• _DATA ROWS_:
## Start

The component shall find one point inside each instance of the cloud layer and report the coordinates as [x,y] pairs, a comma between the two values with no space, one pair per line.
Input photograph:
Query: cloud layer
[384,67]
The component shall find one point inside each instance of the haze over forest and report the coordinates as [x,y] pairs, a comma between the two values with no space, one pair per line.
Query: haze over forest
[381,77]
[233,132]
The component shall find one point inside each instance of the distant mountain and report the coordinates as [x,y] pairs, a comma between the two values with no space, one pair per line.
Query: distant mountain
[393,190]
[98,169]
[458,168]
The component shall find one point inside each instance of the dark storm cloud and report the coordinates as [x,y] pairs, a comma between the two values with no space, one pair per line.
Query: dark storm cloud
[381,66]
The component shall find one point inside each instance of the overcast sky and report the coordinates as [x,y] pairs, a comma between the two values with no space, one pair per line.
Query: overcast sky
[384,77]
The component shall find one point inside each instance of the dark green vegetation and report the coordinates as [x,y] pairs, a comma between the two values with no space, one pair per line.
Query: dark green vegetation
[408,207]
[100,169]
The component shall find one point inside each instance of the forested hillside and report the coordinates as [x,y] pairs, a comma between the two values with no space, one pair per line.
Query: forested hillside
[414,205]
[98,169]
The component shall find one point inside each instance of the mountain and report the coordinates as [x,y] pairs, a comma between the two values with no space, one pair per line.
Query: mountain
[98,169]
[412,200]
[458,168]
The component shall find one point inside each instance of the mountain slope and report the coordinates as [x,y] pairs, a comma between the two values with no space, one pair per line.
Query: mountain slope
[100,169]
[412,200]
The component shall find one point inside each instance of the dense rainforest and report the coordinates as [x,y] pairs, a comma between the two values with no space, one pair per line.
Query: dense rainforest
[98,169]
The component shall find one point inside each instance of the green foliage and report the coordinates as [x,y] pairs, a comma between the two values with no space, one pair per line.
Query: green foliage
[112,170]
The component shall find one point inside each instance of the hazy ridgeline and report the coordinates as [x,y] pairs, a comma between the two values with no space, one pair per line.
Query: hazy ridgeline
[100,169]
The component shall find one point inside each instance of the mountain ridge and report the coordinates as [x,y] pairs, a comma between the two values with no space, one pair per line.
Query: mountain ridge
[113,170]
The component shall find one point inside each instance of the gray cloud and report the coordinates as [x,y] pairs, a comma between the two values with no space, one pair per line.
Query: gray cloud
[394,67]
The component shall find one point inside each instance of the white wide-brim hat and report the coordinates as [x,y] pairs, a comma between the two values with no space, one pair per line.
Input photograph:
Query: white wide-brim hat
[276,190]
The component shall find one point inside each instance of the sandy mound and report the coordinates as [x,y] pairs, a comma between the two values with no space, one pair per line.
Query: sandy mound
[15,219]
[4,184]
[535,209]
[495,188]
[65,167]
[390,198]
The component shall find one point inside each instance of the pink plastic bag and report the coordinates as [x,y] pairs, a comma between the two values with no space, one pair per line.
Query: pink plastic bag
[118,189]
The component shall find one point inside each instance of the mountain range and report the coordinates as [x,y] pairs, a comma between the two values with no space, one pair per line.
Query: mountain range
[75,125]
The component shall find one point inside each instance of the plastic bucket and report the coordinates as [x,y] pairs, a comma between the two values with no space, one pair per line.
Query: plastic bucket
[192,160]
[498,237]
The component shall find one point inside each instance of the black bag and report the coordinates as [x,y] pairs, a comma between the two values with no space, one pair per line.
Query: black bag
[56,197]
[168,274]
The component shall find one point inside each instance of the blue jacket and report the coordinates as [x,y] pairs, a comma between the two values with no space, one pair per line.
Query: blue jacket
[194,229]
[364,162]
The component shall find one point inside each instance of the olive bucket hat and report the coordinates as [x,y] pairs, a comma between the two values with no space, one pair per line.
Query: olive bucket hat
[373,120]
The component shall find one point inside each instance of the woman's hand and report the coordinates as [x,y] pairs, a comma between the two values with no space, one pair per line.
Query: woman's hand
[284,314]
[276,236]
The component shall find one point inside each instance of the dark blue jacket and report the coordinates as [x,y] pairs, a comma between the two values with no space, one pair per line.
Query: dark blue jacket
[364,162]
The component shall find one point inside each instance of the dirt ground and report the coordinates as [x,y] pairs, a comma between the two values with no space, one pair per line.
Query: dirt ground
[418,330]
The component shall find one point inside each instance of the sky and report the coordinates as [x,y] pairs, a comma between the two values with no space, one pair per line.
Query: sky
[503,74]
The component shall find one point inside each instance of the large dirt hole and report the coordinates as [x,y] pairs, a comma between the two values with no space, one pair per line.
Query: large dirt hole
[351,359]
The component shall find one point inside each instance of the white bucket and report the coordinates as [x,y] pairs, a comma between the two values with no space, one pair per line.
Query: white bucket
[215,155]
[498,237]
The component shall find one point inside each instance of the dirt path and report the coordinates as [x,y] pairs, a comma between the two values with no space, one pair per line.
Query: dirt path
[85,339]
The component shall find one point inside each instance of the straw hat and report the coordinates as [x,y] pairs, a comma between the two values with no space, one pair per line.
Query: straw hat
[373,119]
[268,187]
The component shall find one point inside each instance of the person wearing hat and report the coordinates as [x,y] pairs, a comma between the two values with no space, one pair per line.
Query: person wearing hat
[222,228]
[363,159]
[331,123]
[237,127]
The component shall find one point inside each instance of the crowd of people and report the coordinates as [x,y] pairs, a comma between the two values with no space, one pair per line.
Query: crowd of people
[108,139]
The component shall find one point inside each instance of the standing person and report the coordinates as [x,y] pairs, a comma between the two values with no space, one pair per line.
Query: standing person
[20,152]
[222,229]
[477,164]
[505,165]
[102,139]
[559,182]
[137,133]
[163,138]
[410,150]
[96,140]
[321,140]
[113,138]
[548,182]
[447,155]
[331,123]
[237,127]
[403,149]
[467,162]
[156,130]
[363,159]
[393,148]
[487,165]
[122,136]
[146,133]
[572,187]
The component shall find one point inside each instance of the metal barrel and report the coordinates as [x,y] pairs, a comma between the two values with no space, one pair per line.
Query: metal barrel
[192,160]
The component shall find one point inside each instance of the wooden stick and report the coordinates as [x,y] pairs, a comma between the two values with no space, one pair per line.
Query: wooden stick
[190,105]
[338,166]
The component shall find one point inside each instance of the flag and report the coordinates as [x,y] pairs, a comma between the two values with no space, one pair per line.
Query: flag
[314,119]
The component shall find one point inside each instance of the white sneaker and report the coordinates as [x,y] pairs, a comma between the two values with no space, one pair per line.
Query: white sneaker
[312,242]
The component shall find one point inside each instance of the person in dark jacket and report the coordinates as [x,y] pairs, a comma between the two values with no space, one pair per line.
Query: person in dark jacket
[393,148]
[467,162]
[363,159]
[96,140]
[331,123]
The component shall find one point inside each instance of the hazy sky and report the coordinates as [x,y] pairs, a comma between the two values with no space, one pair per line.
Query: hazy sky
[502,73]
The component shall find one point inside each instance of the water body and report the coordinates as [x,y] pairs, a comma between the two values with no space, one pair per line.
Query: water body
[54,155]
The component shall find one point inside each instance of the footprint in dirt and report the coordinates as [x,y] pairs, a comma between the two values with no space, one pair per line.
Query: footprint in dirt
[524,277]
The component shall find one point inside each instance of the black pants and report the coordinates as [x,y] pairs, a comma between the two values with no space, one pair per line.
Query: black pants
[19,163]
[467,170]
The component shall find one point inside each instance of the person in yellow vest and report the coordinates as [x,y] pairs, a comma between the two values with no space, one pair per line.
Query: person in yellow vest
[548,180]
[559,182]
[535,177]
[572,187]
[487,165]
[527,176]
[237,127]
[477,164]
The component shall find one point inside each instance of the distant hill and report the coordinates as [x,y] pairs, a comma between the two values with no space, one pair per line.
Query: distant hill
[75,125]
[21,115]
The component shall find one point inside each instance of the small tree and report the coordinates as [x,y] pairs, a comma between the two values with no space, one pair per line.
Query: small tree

## End

• _WHAT THE EXERCISE ASKS_:
Write out the whole listing again. Match it word for word.

• _REPLY TO THE TASK_:
The component shall find one point inside each instance of the cloud layer and report the coordinates as [x,y] pairs, a comma between the two values with no space, one pair per line.
Input photograph:
Query: cloud layer
[384,67]
The component shall find one point inside each instance of the haze over forest and report the coordinates as [x,y] pairs, a comma between the two values with no space, one pair per line.
Query: haze over forest
[381,77]
[233,132]
The component shall find one point inside each instance of the distant mountain and report the coordinates as [x,y] pairs, a comma between the two values with no space, one pair per line.
Query: distant mountain
[393,190]
[98,169]
[458,168]
The component shall find one point inside each instance of the dark storm cloud and report the coordinates as [x,y] pairs, a comma between the two values with no space, one pair per line.
Query: dark storm cloud
[381,66]
The component shall find one point inside each instance of the overcast sky and report the coordinates as [x,y] pairs, a comma between the two values with no space, one pair per line.
Query: overcast sky
[384,77]
The component shall find one point inside each instance of the dark green vegetation and report the coordinates as [x,y] pairs, a comma between the two values with no space, one pair per line.
Query: dark green vegetation
[408,207]
[100,169]
The component shall find one point inside each instance of the forested hillside and report the coordinates as [x,y] pairs, a comma between the two values with no space, one pair per line.
Query: forested hillside
[414,205]
[98,169]
The component shall find one point inside each instance of the mountain and report the coordinates as [x,y] pairs, a comma between the two values with no space, one pair per line.
Query: mountain
[98,169]
[412,200]
[458,168]
The component shall find one point inside each instance of the mountain slope and report the coordinates as [x,y] pairs, a comma between the two values with no space, one pair per line.
Query: mountain slope
[100,169]
[412,200]
The component shall find one point inside each instance of the dense rainforest and report the coordinates as [x,y] pairs, a comma between the two values with no space, one pair per line.
Query: dense rainforest
[98,169]
The component shall find one point inside each instance of the green foliage and report the coordinates as [x,y] pairs, a comma between the two values with no space, one pair per line.
Query: green foliage
[112,170]
The component shall find one point inside each instance of the hazy ridgeline and report the coordinates as [x,y] pairs, a comma between the two values with no space, one pair per line.
Query: hazy ridgeline
[100,169]
The component shall find one point inside each instance of the mountain ridge and report the coordinates as [x,y] pairs, a comma between the two values with no space, one pair per line.
Query: mountain ridge
[113,170]
The component shall find one point inside each instance of the gray cloud and report the coordinates as [x,y] pairs, a comma between the two values with no space, one pair per line.
Query: gray cloud
[394,67]
The component shall find one point inside each instance of the white wide-brim hat and report the coordinates as [x,y] pairs, a comma between the two values with no space, one pair per line.
Input photograph:
Query: white wide-brim hat
[276,190]
The component shall find one point inside each instance of the sandy mound and report the coordinates as [x,y] pairs, a comma between the two values with no space, one pair per line.
Query: sandy mound
[15,219]
[4,184]
[535,209]
[495,188]
[65,167]
[390,198]
The component shall find one point inside each instance of the pink plastic bag and report the coordinates as [x,y] pairs, a comma between the two values with no space, one pair per line.
Query: pink plastic bag
[118,189]
The component shall find one point inside each instance of the mountain range and report the coordinates as [x,y] pairs, a comma between the two values with no space, one pair per line.
Query: mountain range
[75,125]
The component shall find one point inside each instance of the plastic bucket and report the coordinates as [x,y] pairs, a comma between the two values with no space, one pair per line.
Query: plastic bucket
[192,160]
[498,237]
The component shall find one point inside each instance of the black bag and report the coordinates as [x,y] pairs, a comma between the two values with no space, one pair per line.
Query: black bag
[56,197]
[168,274]
The component shall find one point inside each instance of the blue jacket and report the coordinates as [x,y] pairs, a comma between the two values with no space, one pair per line.
Query: blue jacket
[194,229]
[364,162]
The component shall find one point inside each instance of the olive bucket hat and report the coordinates as [x,y] pairs, a comma between the two values with no space, one pair per line.
Query: olive bucket hat
[373,120]
The component shall find one point inside each instance of the woman's hand and report the coordinates as [x,y] pairs, a comma between the two values with no space, one pair per line.
Query: woman's hand
[284,314]
[276,236]
The component shall find one point inside each instance of the dark blue jacket and report the coordinates as [x,y] pairs, a comma between the two values with no space, one pair per line.
Query: dark blue jacket
[364,162]
The component shall find one point inside each instance of the dirt ground and report the coordinates as [x,y] pairs, a comma between the two values with no space, one pair per line.
Query: dirt ground
[418,330]
The component shall find one point inside each instance of the sky and report the coordinates as [x,y] pairs, a comma between the two values with no space, one pair per line.
Query: sky
[503,74]
The component shall find one point inside each instance of the large dirt hole and report the coordinates as [x,y] pairs, a comma between the two values with no space, one pair per line.
Query: large dirt hole
[351,359]
The component shall find one point inside each instance of the white bucket and report the coordinates as [x,y] pairs, a comma between the two values with no space, one pair per line.
Query: white bucket
[215,155]
[498,237]
The component shall find one point inside each instance of the dirt path and report the coordinates as [x,y] pairs, a comma between the two values with no space, one pair per line.
Query: dirt path
[85,339]
The component shall find one point inside each instance of the straw hat and report the coordinates as [x,y] pairs, a comma between the two values with no space, one pair per line.
Query: straw hat
[373,119]
[268,187]
The component shall find one point inside each instance of the person wearing hat and report the coordinates as [x,y] pairs, a comma between the two values with no space, one pair per line.
Query: person wearing hat
[222,228]
[363,159]
[331,123]
[237,127]
The component shall find one point inside each instance of the crowd of people and report the coordinates as [x,y] pairs, a comma between the two values with no space, one pair per line.
Query: crowd of people
[108,139]
The component shall find one point inside each instance of the standing person and report the coordinates as [x,y] pairs, a comma between the two values with no space, one pair per line.
Query: standing person
[20,152]
[222,229]
[477,164]
[505,165]
[102,139]
[559,182]
[137,133]
[163,138]
[410,150]
[96,140]
[321,140]
[113,138]
[548,182]
[447,155]
[331,123]
[237,127]
[403,149]
[467,162]
[156,130]
[363,159]
[393,148]
[487,165]
[122,136]
[146,133]
[572,187]
The component shall find one point inside each instance of the metal barrel and report the coordinates as [x,y] pairs, a comma between the two values with no space, one pair per line.
Query: metal barrel
[192,160]
The component shall find one point inside each instance of the wooden stick and report the coordinates as [x,y] pairs, a comma between the two values with no space, one pair per line.
Query: wooden stick
[190,105]
[338,166]
The component shall find one point inside each instance of the flag and report the coordinates as [x,y] pairs, a comma between the two values with no space, one pair per line.
Query: flag
[314,119]
The component shall find one point inside each instance of the white sneaker and report the coordinates as [x,y] pairs, a comma between the two values with no space, one pair per line.
Query: white sneaker
[312,242]
The component shall find one point inside each instance of the person in dark jacket and report the coordinates as [x,y] pairs, a comma between the two values with no space, one pair per line.
Query: person in dark jacket
[393,148]
[467,162]
[363,159]
[96,140]
[331,123]
The component shall find one point inside each instance of the hazy sky and report the coordinates as [x,y] pairs, a comma between the two values with no space, one pair per line.
Query: hazy sky
[502,73]
The component shall find one point inside each instance of the water body and report the coordinates as [x,y] pairs, a comma between the two values with no space, one pair per line.
Query: water body
[54,155]
The component shall find one point inside each instance of the footprint in dirt and report the coordinates as [x,y] pairs, a comma between the two values with no space, one pair per line.
Query: footprint in dirt
[524,277]
The component shall find one point inside each instance of the black pants and report the coordinates as [x,y] pairs, a comma between the two values with no space, one pair per line.
Query: black pants
[19,163]
[467,170]
The component shall find one point inside each instance of the person in yellow vest and report the coordinates as [x,y] pairs, a comma between the two values with no space, one pair per line.
Query: person in yellow vest
[548,180]
[559,182]
[535,177]
[572,187]
[487,165]
[527,176]
[237,127]
[477,164]
The component shall find one point inside each instance of the distant hill and report the coordinates as [x,y] pairs, a comma between the two values with no space, one pair per line.
Query: distant hill
[75,125]
[21,115]
The component shall find one point inside each instance of the small tree and report the coordinates as [x,y] pairs, a comma between the two values with no space, one pair per line.
Query: small tree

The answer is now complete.